■ **Objective A**
According to the Pokemon Duel review, how many Pokemon figures are in each player's deck?

■ **Document excerpt**
═══
Article by Matt S.
I think I have a new addiction. And that addiction is called Pokemon Duel.
For whatever reason, this mobile (iOS and Android) game was released in some 60 countries outside of Japan with almost no fanfare, despite being, by all accounts, quite popular in its homeland, where it has been available for a while. You would have thought that after the lighting strike of success that Pokemon Go enjoyed, every developer working on a Pokemon game for mobile would be trumpeting it to any and all who listened. It’s a pity that didn’t happen in this case, because Pokemon Duel is utterly brilliant.
It’s a competitive board game for two players, in which each player has a “deck” of six Pokemon figures, with the goal of taking turns to maneuver their figures over a small grid of spaces to reach the other player’s goal. The first player to step a pokemon on the goal wins the match.
Of course, pokemon that run into one another on the board can battle, and when that happens each pokemon spins a wheel. This wheel has been split up to represent various different attacks, and when the wheel stops spinning, whatever the spinner is pointing to is the attack the pokemon will execute. Some attacks do straight damage, while others might poison, paralyze, or push the pokemon around the board. If a pokemon succeeds at damaging its opponent (more than its opponent damages it), then the opponent pokemon is removed temporarily from the board. If it’s a draw, neither pokemon moves. If one pokemon would cause damage to a pokemon, but the other pokemon has instead ‘rolled’ an effect like poison, then the attacker loses, but is not removed from the game. Instead, they have the negative status placed on the pokemon, which affects future attacks.
Different pokemon have different abilities. Some are good at dealing raw damage. Others are good at inflicting one (or more) negative statuses on opponents and weakening them. Still others are fast, making it easy for them to dodge away from enemy pokemon and sneakily reach the opponent’s end goal without actually getting into a fight. The variety among the 220-odd pokemon in the game so far is so extensive that building a balanced party of Pokemon is as addictive here as in Magic the Gathering, Final Fantasy CCG, Hearthstone, or any other CCG that I’ve ever played.
═══
■ **Supplied data**

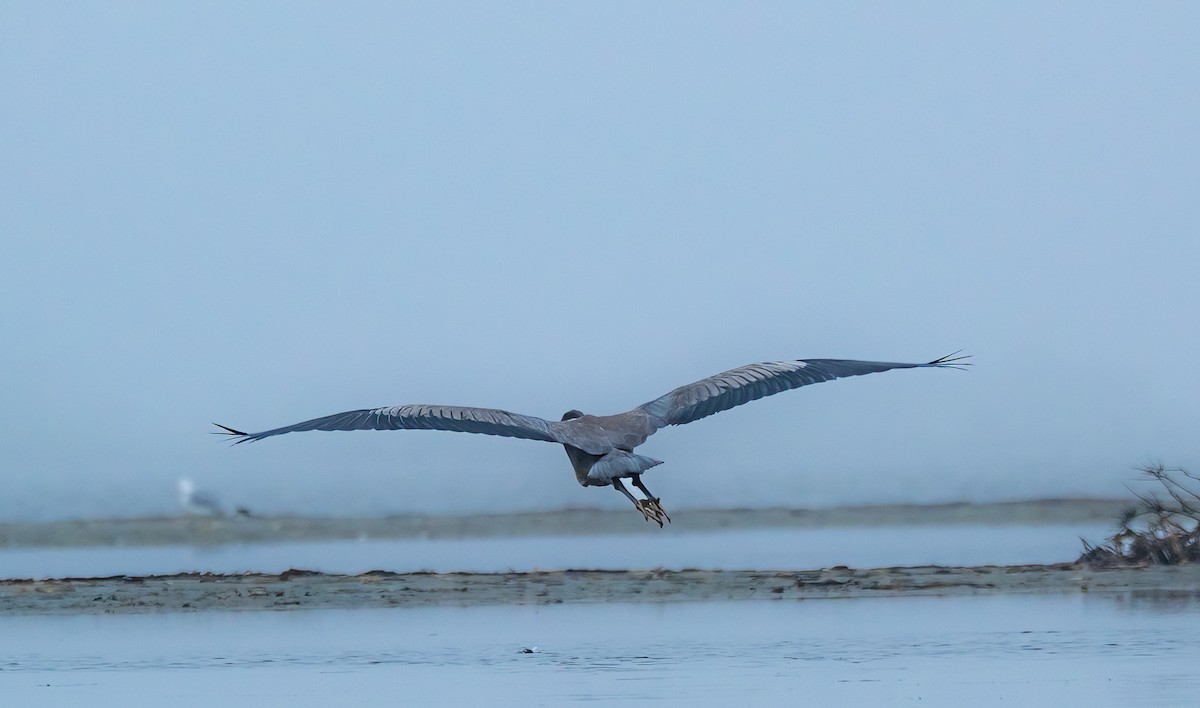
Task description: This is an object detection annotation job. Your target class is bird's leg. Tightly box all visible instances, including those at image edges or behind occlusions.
[612,478,662,527]
[629,474,671,526]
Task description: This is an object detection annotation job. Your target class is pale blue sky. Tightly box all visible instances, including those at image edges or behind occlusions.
[0,2,1200,517]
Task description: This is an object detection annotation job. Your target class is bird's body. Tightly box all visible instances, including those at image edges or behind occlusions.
[178,476,226,516]
[218,354,966,526]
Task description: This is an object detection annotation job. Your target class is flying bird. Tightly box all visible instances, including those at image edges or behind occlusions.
[214,352,970,527]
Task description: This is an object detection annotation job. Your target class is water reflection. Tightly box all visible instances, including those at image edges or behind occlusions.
[0,593,1200,708]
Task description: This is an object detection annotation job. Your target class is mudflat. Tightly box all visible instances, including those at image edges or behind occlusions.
[0,563,1200,616]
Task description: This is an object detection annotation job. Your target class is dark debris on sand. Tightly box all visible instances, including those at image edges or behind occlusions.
[1079,464,1200,568]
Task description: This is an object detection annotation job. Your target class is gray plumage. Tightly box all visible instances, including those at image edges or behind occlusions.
[217,353,968,526]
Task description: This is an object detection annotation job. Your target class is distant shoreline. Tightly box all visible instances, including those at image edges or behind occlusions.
[0,563,1200,616]
[0,499,1128,548]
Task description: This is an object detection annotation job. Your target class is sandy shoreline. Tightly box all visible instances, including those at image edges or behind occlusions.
[0,564,1200,616]
[0,499,1128,548]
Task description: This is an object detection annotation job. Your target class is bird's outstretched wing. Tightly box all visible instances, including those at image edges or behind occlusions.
[214,404,558,443]
[637,352,970,430]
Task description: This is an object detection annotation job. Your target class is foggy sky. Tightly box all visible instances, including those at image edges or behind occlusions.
[0,2,1200,517]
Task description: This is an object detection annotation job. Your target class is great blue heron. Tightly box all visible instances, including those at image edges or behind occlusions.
[214,352,968,527]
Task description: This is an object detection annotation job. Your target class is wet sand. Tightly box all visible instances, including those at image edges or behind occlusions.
[0,499,1128,548]
[0,564,1200,616]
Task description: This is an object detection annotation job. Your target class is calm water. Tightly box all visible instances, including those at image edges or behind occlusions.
[0,593,1200,708]
[0,524,1111,577]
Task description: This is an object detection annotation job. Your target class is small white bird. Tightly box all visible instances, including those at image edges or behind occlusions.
[179,476,226,516]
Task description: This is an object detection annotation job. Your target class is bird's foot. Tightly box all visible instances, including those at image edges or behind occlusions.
[634,497,671,528]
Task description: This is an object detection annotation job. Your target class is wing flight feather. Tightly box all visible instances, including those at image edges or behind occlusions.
[637,353,970,430]
[215,404,558,443]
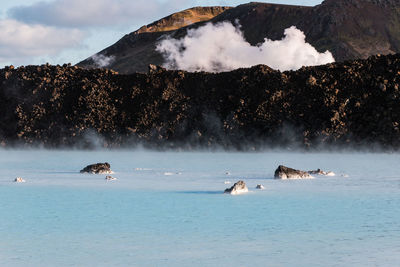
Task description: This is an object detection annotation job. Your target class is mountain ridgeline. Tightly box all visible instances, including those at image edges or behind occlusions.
[0,54,400,150]
[78,0,400,74]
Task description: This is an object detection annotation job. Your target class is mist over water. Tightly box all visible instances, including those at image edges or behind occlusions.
[0,150,400,266]
[157,22,335,72]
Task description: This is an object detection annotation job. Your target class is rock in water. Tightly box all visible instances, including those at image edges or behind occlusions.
[81,162,113,174]
[256,184,265,190]
[224,181,249,195]
[106,176,118,181]
[275,165,313,179]
[14,177,26,183]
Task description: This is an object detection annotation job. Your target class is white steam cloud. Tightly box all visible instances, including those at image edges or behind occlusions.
[157,22,335,72]
[91,54,115,68]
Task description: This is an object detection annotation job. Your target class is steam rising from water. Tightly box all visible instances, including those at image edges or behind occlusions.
[157,22,335,72]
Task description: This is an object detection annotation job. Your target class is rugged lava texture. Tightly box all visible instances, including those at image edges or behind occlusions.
[79,0,400,73]
[0,55,400,149]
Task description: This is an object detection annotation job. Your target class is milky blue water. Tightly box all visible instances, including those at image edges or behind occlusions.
[0,150,400,266]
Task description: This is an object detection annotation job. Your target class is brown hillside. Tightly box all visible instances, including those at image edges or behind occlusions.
[78,0,400,73]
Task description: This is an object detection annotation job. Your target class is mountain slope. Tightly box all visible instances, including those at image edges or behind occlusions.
[78,0,400,73]
[78,7,229,73]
═══
■ **Objective B**
Update the rows starting with the line that contains "class is flying" and going on through the line that contains "[637,352,970,430]", replacing "annotation job" with "labeling task" and leaving everything else unchanged.

■ **Correct result A**
Six

■ **Correct result B**
Task description: This is an object detection labeling task. Your target class is flying bird. Tightly box all visible instances, including those at image edges or behind occlusions.
[214,352,970,527]
Task description: This is an object detection labeling task. Your target class is water reflection. Tightly box all visible instances, including those at image edges or behind occlusions.
[0,593,1200,708]
Task description: This is an object detection labeling task. Your target class is mudflat. Tightly box all visible instances, including those at image edges or behind occlusions.
[0,563,1200,616]
Task description: This is an object detection labeling task. Your target class is dark debris on sand. Tightly box all visible instances, including those at image edges or behind occlusions.
[1079,464,1200,568]
Task description: This is an object detection labeling task. Your target class is gray plumage. Tightly box all visible instances, including those at image edges or behind occlusions.
[217,353,968,526]
Task description: This is an object detection labeling task. Your target class is distant shoreline. Tightly box all visible instances, including those at image edges or behind occlusions.
[0,563,1200,616]
[0,499,1128,548]
Task description: This is an object detection labeling task. Your target class is sandy shoreline. Tightly box all visible instances, including those at image edges or behind occlusions.
[0,564,1200,616]
[0,499,1128,548]
Task description: This is an object detection labeling task. Your target class is bird's outstretched wing. Tightly box all visible instances, including those at image edges or behind occlusions.
[214,404,558,443]
[637,352,970,430]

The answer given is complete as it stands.